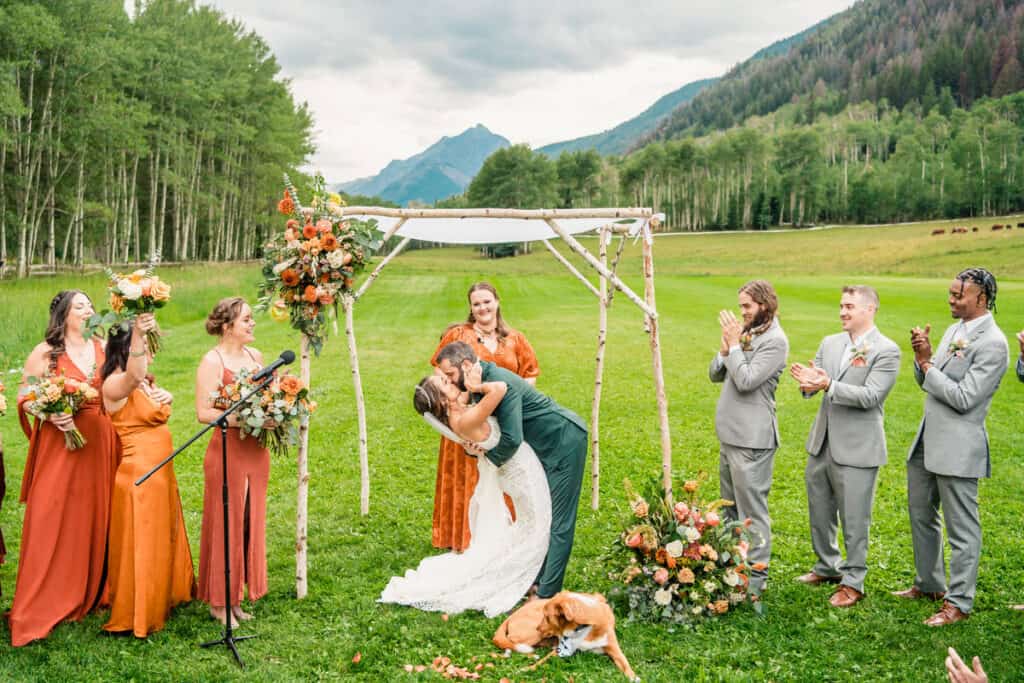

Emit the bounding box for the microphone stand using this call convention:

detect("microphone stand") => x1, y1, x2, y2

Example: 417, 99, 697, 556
135, 374, 273, 669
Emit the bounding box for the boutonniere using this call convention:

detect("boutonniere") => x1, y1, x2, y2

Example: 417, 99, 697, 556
850, 343, 871, 368
946, 339, 967, 358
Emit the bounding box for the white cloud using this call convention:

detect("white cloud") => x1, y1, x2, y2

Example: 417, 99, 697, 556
151, 0, 850, 181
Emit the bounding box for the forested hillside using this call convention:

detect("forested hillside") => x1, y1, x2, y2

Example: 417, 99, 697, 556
0, 0, 312, 274
653, 0, 1024, 139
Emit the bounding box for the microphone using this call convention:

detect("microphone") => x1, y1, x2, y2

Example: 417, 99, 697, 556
252, 349, 295, 382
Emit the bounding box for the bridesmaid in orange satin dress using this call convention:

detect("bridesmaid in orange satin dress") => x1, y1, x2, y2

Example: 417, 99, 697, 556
196, 297, 270, 624
431, 283, 541, 551
8, 290, 119, 647
100, 313, 196, 638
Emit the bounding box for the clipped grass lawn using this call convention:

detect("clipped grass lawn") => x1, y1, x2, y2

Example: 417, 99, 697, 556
0, 219, 1024, 681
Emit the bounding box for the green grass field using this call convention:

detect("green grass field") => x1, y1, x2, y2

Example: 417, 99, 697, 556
0, 219, 1024, 681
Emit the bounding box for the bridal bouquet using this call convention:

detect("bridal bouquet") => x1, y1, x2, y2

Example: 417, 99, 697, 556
25, 375, 99, 451
210, 370, 316, 456
611, 473, 760, 623
257, 173, 381, 354
89, 253, 171, 353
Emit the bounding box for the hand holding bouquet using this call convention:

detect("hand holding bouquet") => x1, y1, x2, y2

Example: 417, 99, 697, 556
210, 370, 316, 456
25, 375, 99, 451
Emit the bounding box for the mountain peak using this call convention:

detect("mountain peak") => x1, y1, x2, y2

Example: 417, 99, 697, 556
338, 123, 511, 206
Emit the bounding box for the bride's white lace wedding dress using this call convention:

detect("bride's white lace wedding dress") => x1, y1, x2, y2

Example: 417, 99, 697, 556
378, 418, 551, 616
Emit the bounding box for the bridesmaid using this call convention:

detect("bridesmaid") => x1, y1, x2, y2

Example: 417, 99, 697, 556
100, 313, 196, 638
8, 290, 119, 647
431, 283, 541, 551
196, 297, 270, 624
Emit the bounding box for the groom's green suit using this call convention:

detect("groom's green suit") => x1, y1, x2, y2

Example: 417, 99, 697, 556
480, 360, 587, 598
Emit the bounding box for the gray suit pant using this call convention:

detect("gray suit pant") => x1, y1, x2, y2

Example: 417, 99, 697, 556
906, 442, 981, 613
718, 443, 775, 593
804, 438, 879, 593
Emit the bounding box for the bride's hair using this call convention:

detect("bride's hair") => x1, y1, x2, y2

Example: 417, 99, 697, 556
413, 375, 447, 424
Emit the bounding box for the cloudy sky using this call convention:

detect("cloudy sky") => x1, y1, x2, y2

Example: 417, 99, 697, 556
182, 0, 852, 181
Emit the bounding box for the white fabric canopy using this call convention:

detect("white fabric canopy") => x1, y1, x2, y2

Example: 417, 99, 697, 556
345, 212, 649, 245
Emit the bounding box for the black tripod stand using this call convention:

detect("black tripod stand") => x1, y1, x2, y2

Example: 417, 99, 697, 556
135, 375, 273, 669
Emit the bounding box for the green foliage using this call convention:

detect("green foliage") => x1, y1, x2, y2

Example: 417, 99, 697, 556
0, 223, 1024, 683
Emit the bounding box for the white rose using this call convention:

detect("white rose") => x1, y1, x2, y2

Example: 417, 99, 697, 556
327, 249, 345, 269
273, 258, 295, 275
118, 280, 142, 301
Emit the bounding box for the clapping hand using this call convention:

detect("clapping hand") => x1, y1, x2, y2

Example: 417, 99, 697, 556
790, 360, 831, 393
718, 310, 743, 352
910, 325, 932, 368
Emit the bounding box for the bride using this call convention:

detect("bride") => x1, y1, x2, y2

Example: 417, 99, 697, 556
378, 368, 551, 616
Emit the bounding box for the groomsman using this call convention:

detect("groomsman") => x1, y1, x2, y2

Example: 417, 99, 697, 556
709, 280, 790, 595
894, 268, 1010, 626
790, 285, 900, 607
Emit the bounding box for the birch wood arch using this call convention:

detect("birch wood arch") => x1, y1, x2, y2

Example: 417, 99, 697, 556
333, 204, 672, 515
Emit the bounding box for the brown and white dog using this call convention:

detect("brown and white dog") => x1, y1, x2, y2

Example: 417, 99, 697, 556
494, 591, 640, 681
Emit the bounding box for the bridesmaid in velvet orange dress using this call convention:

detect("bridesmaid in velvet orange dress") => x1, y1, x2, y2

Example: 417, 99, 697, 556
196, 297, 270, 623
101, 313, 196, 638
8, 290, 119, 647
431, 283, 541, 551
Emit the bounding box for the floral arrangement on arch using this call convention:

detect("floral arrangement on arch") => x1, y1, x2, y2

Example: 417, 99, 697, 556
257, 173, 381, 355
610, 472, 761, 624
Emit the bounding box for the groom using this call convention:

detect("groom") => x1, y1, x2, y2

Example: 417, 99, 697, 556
437, 342, 587, 598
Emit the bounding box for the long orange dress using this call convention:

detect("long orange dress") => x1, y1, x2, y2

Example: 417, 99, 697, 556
103, 389, 196, 638
199, 368, 270, 607
430, 323, 541, 550
8, 339, 120, 647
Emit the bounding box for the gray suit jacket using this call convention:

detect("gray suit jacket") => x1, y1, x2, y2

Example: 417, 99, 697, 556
804, 329, 900, 467
708, 319, 790, 449
907, 316, 1010, 478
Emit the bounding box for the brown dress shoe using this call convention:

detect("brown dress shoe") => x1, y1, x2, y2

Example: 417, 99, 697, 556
925, 601, 969, 626
893, 586, 946, 600
797, 571, 842, 586
828, 586, 864, 607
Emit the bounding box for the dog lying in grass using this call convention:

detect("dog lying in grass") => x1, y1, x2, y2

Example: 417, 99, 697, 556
494, 591, 640, 681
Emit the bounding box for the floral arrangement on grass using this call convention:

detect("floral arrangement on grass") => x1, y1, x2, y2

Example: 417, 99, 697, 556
210, 370, 316, 456
24, 375, 99, 451
257, 173, 381, 355
88, 252, 171, 353
611, 472, 760, 624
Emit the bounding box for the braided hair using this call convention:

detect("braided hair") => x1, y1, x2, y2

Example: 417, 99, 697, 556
45, 290, 92, 372
956, 267, 998, 313
739, 280, 778, 337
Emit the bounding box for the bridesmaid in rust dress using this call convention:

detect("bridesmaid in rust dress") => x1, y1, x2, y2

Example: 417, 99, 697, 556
8, 290, 119, 647
196, 297, 270, 624
431, 283, 541, 551
101, 313, 196, 638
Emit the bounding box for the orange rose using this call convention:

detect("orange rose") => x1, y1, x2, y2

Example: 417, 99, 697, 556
281, 268, 299, 287
150, 278, 171, 301
280, 375, 304, 396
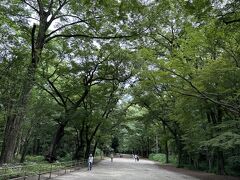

* * * *

WHAT YOU NEED TO DO:
Rewrite the lines starting with the one that contains "Emit the bounding box for the green foliage" and continuing through the one that contains "0, 223, 1024, 683" as a JSON list of strings, one string per line, with blank lines omitted.

TASK ANSWER:
[
  "Emit the bounding box for the green foliage using this call convention:",
  "detect(\"green foliage\") => x1, y1, x2, y2",
  "Example: 417, 99, 697, 556",
  "0, 223, 1024, 683"
]